Present the data below as a numbered list with blank lines skipped, and leave the pictures out of your answer.

> [Point annotation records]:
++++

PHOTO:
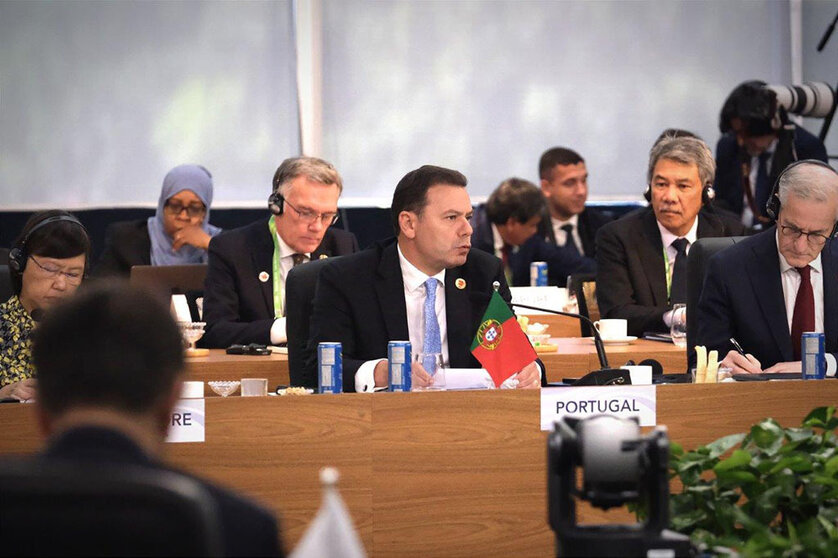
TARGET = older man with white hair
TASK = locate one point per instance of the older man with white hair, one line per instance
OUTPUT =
(769, 289)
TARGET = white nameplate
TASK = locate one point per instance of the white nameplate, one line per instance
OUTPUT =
(187, 421)
(588, 401)
(553, 298)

++++

> [Correct result]:
1. PHOTO:
2. TARGET = older man with white hair
3. TASK = locate one point per instance of the older man with white hair, one line per instance
4. OUTPUT =
5. (769, 289)
6. TARGET = white nameplate
7. TASK = locate one point per instance of the white nameplate, one line per instance
8. OUTPUT =
9. (187, 421)
10. (588, 401)
11. (553, 298)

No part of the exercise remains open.